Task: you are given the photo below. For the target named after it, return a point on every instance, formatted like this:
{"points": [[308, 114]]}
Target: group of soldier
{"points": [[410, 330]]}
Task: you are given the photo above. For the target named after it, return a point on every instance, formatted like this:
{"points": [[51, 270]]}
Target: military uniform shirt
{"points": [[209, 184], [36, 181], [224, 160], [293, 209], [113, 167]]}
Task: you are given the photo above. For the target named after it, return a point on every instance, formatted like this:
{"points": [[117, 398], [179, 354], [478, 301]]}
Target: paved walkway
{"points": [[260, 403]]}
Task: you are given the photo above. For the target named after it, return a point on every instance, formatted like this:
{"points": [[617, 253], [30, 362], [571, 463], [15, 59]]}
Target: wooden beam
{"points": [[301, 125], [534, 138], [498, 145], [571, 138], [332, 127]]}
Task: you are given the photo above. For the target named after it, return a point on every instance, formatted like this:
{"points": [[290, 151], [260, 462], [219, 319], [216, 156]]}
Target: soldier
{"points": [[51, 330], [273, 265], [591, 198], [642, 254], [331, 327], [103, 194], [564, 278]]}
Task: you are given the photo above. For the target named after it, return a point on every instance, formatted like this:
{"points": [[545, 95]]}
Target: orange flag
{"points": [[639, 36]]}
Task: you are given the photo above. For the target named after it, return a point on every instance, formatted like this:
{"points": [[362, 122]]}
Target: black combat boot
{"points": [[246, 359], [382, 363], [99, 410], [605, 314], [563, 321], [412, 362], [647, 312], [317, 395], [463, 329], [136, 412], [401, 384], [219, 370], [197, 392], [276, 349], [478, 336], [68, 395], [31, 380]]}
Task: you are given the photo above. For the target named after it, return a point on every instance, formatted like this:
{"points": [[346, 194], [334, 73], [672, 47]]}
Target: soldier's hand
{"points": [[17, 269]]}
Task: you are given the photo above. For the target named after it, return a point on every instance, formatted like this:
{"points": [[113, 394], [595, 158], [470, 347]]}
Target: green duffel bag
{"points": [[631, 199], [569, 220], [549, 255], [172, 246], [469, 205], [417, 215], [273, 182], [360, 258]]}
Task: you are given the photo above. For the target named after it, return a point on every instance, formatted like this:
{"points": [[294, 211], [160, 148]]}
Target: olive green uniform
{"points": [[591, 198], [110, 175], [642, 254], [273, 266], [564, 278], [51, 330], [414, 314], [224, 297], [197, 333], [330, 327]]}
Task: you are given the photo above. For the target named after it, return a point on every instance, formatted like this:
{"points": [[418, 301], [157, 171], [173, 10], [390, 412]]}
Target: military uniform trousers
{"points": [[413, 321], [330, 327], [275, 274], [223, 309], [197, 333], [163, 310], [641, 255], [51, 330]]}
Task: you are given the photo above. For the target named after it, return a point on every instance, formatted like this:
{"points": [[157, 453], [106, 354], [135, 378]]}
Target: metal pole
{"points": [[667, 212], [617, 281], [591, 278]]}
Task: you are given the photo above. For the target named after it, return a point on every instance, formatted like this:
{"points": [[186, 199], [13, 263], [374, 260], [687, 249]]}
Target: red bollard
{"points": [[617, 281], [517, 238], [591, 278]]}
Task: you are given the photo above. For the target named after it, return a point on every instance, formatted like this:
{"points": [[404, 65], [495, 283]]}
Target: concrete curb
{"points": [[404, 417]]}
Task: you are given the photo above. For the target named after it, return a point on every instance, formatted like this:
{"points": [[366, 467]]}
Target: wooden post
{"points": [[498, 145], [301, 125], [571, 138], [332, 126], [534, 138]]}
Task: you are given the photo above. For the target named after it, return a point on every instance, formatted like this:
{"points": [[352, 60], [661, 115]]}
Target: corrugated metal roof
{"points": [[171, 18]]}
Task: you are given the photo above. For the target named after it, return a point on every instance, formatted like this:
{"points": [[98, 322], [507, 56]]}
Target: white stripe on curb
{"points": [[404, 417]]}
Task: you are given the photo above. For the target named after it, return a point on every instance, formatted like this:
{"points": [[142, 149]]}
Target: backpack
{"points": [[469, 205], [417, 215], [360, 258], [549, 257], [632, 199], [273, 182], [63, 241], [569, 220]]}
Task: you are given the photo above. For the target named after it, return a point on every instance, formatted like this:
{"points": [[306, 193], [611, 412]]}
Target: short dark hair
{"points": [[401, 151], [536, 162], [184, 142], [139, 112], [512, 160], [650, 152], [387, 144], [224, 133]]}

* * * * * * *

Reproduce the listing exactly. Every line stays as it is.

* Task solution
Task: you are given the photo below. For the target named after it, return a point on every instance, formatted like this:
{"points": [[308, 114]]}
Target: group of soldier
{"points": [[410, 330]]}
Task: you are given the photo above. For the target named after it, return a point on every instance, formatted like this:
{"points": [[51, 270]]}
Target: military uniform shirt
{"points": [[209, 184], [36, 181], [224, 160], [293, 209], [113, 167]]}
Task: you are given the photo above. For the target named after it, return a point on every instance, formatted like this:
{"points": [[117, 398], [179, 354], [478, 301]]}
Target: paved walkway
{"points": [[260, 403]]}
Task: you are given the photo above. For the target named after it, return a point on every instance, formatted like this:
{"points": [[617, 253], [30, 362], [571, 463], [15, 59]]}
Target: wooden beam
{"points": [[301, 125], [534, 138], [498, 145], [571, 138], [332, 127]]}
Task: you are given the photo above. For the target named after it, return a point on every instance, formatted like this:
{"points": [[290, 151], [260, 462], [219, 319], [216, 156]]}
Target: soldier
{"points": [[51, 330], [273, 265], [591, 198], [642, 254], [331, 327], [103, 194], [564, 278]]}
Task: you are given the photo above. For the target named after it, return a point on every instance, formatted like this:
{"points": [[545, 95]]}
Target: orange flag
{"points": [[639, 36]]}
Task: you are given the photo above. For the target named after it, return a point on every instance, formatted like this:
{"points": [[362, 122]]}
Target: black combat boot
{"points": [[246, 359], [382, 363], [99, 410], [605, 314], [563, 321], [412, 362], [647, 312], [317, 395], [463, 329], [136, 412], [401, 384], [219, 370], [197, 392], [276, 349], [478, 336], [68, 395], [31, 380]]}
Task: you are given the photo above. For the target named after it, return a point on every instance, formatted like this:
{"points": [[346, 194], [334, 73], [672, 47]]}
Target: soldier's hand
{"points": [[17, 269]]}
Task: you are given the photo above. For the target named after it, return a point on every instance, formatted like this:
{"points": [[113, 394], [595, 158], [470, 347]]}
Target: green duffel bag
{"points": [[631, 199], [569, 220], [549, 255], [172, 246], [469, 205], [417, 215], [273, 182], [360, 258]]}
Task: you are given the photo above. For the target named after it, return a point on every instance, formatted like this:
{"points": [[294, 211], [160, 148]]}
Target: olive green uniform
{"points": [[591, 198], [110, 175], [642, 254], [273, 266], [564, 278], [51, 330], [414, 314], [224, 297], [197, 333], [330, 327]]}
Task: you are given the photo above. For the target named after it, return a point on every instance, formatted like this:
{"points": [[418, 301], [157, 171], [173, 10], [390, 412]]}
Target: military uniform trousers
{"points": [[413, 321], [330, 327], [275, 274], [223, 309], [197, 333], [163, 310], [641, 255], [51, 330]]}
Task: you are given the photo above. For the target named after it, return a point on every instance, formatted like this:
{"points": [[157, 453], [106, 354], [135, 378]]}
Target: metal pole
{"points": [[667, 212], [617, 281], [591, 278]]}
Task: you are given the photo above. For the target named after it, return a point on every instance, formatted like this:
{"points": [[186, 199], [13, 263], [374, 260], [687, 249]]}
Target: red bollard
{"points": [[617, 281], [517, 238], [591, 278]]}
Task: you are given the photo above. For the target named after it, return a point on every instance, formatted like this:
{"points": [[404, 65], [495, 283]]}
Target: concrete curb
{"points": [[404, 417]]}
Task: you are given the photo above. For the target named after it, return a point on every instance, formatted like this:
{"points": [[366, 467]]}
Target: wooden post
{"points": [[498, 145], [301, 125], [571, 138], [332, 126], [534, 138]]}
Task: you are given the photo above. For the target named after it, return a point on every instance, formatted like this:
{"points": [[352, 60], [661, 115]]}
Target: corrugated metal roof
{"points": [[171, 18]]}
Task: you are given the photo above. For the target named after it, return a point on every instance, formatted like this:
{"points": [[98, 322], [507, 56]]}
Target: white stripe on curb
{"points": [[404, 417]]}
Task: you are given the photo above. For the target named after it, return a point on every instance, formatted like this:
{"points": [[142, 149]]}
Target: backpack
{"points": [[469, 205], [417, 215], [360, 258], [549, 257], [632, 199], [273, 182], [63, 241], [569, 220]]}
Task: you are given the photo above. For the target named after it, return a point on every instance, formatted like this:
{"points": [[306, 193], [611, 412]]}
Target: short dark hair
{"points": [[401, 151], [536, 162], [184, 142], [139, 112], [512, 160], [650, 152], [387, 144], [224, 133]]}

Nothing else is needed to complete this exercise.